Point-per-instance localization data
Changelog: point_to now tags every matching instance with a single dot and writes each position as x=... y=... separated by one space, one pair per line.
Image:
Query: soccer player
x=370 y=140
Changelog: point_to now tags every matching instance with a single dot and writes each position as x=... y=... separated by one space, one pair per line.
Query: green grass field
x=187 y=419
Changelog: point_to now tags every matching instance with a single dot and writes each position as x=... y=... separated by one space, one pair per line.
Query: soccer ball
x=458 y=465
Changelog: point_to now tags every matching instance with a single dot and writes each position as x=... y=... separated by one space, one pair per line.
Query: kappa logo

▶ What you should do: Would you write the records out again, word for word?

▶ Reply to the task:
Changelog: point_to now tags every matching instance with a single dot and writes each position as x=... y=... separated by one space, one pair per line.
Image:
Query: soccer player
x=370 y=140
Changelog: point_to now tags every matching instance with a single dot and writes each position as x=... y=... separated by one space, one pair per line.
Query: green grass field
x=187 y=419
Changelog: point_to now tags every matching instance with a single dot and writes each position as x=... y=... separated by one space, one pair per line.
Query: soccer ball
x=458 y=465
Changelog: point_to now tags every matching instance with a single dot and writes each position as x=... y=... separated by one space, one pair per line.
Query: kappa logo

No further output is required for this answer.